Excerpt:
Hi Trond,
Currently cl_tasks is used to maintain the list of all rpc_task's
for each rpc_clnt.
Under heavy write load, we've seen this list grows to millions
of entries. Even though the list is extremely long, the system
still runs fine until the user wants to get the information of
all active RPC tasks by doing:
# cat /sys/kernel/debug/sunrpc/rpc_clnt/N/tasks
When this happens, tasks_start() is called and it acquires the
rpc_clnt.cl_lock to walk the cl_tasks list, returning one entry
at a time to the caller. The cl_lock is held until all tasks on
this list have been processed.
While the cl_lock is held, completed RPC tasks have to spin wait
in rpc_task_release_client for the cl_lock. If there are millions
of entries in the cl_tasks list it will take a long time before
tasks_stop is called and the cl_lock is released.
Under heavy load condition the rpc_task_release_client threads
will use up all the available CPUs in the system, preventing other
jobs to run and this causes the system to temporarily lock up.
I'm looking for suggestions on how to address this issue. I think
one option is to convert the cl_tasks list to use xarray to eliminate
the contention on the cl_lock and would like to get the opinion
from the community.
Thanks,
-Dai

Set of tasks:
(a) Reproduce the passage of the message on cl_tasks lock contention from "While the cl_lock" up to and including "temporarily lock up.".
(b) Answer these questions using the message on cl_tasks lock contention:
(i) Which file does a user read to get information on all active RPC tasks?
(ii) Which function is called and acquires the rpc_clnt.cl_lock to walk the cl_tasks list?
(iii) What is suggested as a replacement for the cl_tasks list to eliminate the contention on the cl_lock?
The material that comes next is not needed for any of this.

Items from a data source:
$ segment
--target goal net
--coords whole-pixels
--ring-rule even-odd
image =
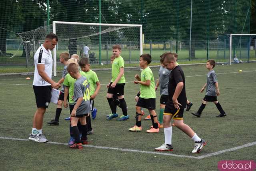
[[[231,65],[236,57],[242,62],[256,57],[256,34],[220,35],[217,42],[218,62],[228,62]]]

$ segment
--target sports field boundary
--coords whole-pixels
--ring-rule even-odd
[[[8,140],[14,140],[14,141],[30,141],[28,139],[23,139],[21,138],[12,138],[12,137],[0,137],[0,139],[8,139]],[[67,143],[59,143],[58,142],[49,141],[48,143],[47,143],[52,144],[64,145],[67,145],[67,146],[68,145],[68,144]],[[248,147],[249,147],[255,145],[256,145],[256,141],[252,142],[251,143],[245,144],[239,146],[235,147],[234,147],[230,148],[228,149],[225,149],[224,150],[219,151],[211,153],[208,154],[203,155],[202,155],[201,156],[197,156],[197,157],[193,156],[192,155],[181,155],[179,154],[172,154],[170,153],[167,153],[162,152],[149,151],[141,151],[141,150],[135,150],[135,149],[123,149],[122,148],[99,146],[97,146],[97,145],[83,145],[83,146],[86,147],[95,148],[96,149],[109,149],[109,150],[117,150],[117,151],[127,151],[127,152],[134,152],[134,153],[146,153],[146,154],[151,154],[158,155],[166,155],[166,156],[177,157],[186,157],[186,158],[188,158],[190,159],[204,159],[205,158],[209,157],[215,156],[215,155],[219,155],[220,154],[222,154],[224,153],[238,150],[240,149],[242,149],[244,148]],[[172,152],[170,153],[172,153]]]
[[[245,62],[244,63],[248,63],[250,62],[256,62],[256,60],[252,60]],[[218,62],[216,63],[217,64],[229,64],[229,62]],[[232,64],[233,64],[233,62],[232,62]],[[206,64],[206,62],[204,63],[195,63],[195,64],[180,64],[180,66],[190,66],[190,65],[202,65],[205,64]],[[154,65],[152,66],[150,66],[150,68],[152,67],[160,67],[160,65]],[[140,68],[140,66],[134,66],[134,67],[125,67],[124,68],[124,70],[131,70],[133,69],[138,69],[138,70]],[[93,69],[93,70],[94,71],[107,71],[111,70],[112,68],[95,68]],[[62,72],[62,71],[57,71],[57,72]],[[11,76],[11,75],[31,75],[34,74],[34,72],[16,72],[16,73],[3,73],[0,74],[0,76]]]

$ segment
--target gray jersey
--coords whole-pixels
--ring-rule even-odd
[[[84,115],[90,111],[89,83],[85,77],[82,76],[76,80],[74,86],[74,100],[75,105],[78,98],[83,97],[83,101],[76,110],[76,115]]]
[[[159,82],[160,87],[160,95],[168,95],[168,85],[169,79],[171,71],[169,71],[162,66],[160,67],[158,75],[159,76]]]
[[[64,66],[64,69],[63,69],[63,71],[62,72],[62,78],[65,79],[66,76],[68,74],[68,71],[67,70],[67,67],[68,66],[65,65]],[[65,89],[65,86],[62,85],[62,87],[61,88],[60,91],[64,93],[64,89]]]
[[[211,96],[216,96],[216,88],[215,83],[218,82],[217,80],[217,76],[215,72],[213,70],[209,71],[207,74],[207,82],[206,84],[206,94],[207,95]]]

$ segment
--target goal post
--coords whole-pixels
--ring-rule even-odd
[[[241,39],[242,36],[249,36],[249,40],[247,42],[248,43],[248,46],[247,46],[247,56],[249,57],[250,56],[250,42],[252,40],[252,36],[256,36],[256,34],[230,34],[229,35],[229,64],[231,65],[232,63],[232,44],[234,44],[233,42],[234,40],[232,40],[232,37],[236,36],[240,36],[240,37],[239,39],[238,44],[240,45],[240,46],[241,46]]]
[[[58,26],[62,24],[64,26],[63,27],[59,28]],[[69,27],[67,27],[67,26],[70,26],[70,28],[66,28]],[[100,26],[101,27],[100,32],[98,29]],[[70,28],[72,29],[70,29]],[[66,32],[64,32],[64,30],[65,29],[68,31],[66,30]],[[141,24],[109,24],[54,21],[52,22],[52,31],[59,38],[58,41],[59,49],[60,48],[60,47],[61,46],[59,44],[62,41],[62,42],[64,42],[70,41],[72,40],[74,40],[74,41],[76,42],[76,44],[74,46],[77,46],[78,44],[76,43],[78,42],[82,42],[83,45],[84,42],[90,41],[91,42],[93,42],[92,43],[95,46],[96,46],[98,43],[99,46],[99,49],[102,48],[102,47],[100,46],[100,44],[99,43],[100,40],[101,42],[104,41],[107,42],[108,43],[106,43],[106,44],[108,45],[109,42],[108,40],[110,42],[113,43],[112,44],[114,44],[114,42],[116,44],[119,42],[139,41],[140,54],[141,55],[143,54],[142,26]],[[99,40],[97,36],[100,34],[105,36],[104,36],[105,38],[105,40]],[[90,40],[88,40],[89,39]],[[80,43],[82,44],[82,43]],[[66,46],[67,46],[67,44],[66,43],[65,45]],[[138,45],[137,46],[138,46]],[[54,49],[53,52],[54,76],[56,76],[57,72],[56,47]],[[101,56],[99,56],[99,58],[101,59]],[[101,61],[101,60],[100,60]]]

Results in order:
(a)
While the cl_lock is held, completed RPC tasks have to spin wait
in rpc_task_release_client for the cl_lock. If there are millions
of entries in the cl_tasks list it will take a long time before
tasks_stop is called and the cl_lock is released.
Under heavy load condition the rpc_task_release_client threads
will use up all the available CPUs in the system, preventing other
jobs to run and this causes the system to temporarily lock up.

(b)
(i) /sys/kernel/debug/sunrpc/rpc_clnt/N/tasks
(ii) tasks_start()
(iii) Converting the cl_tasks list to use xarray.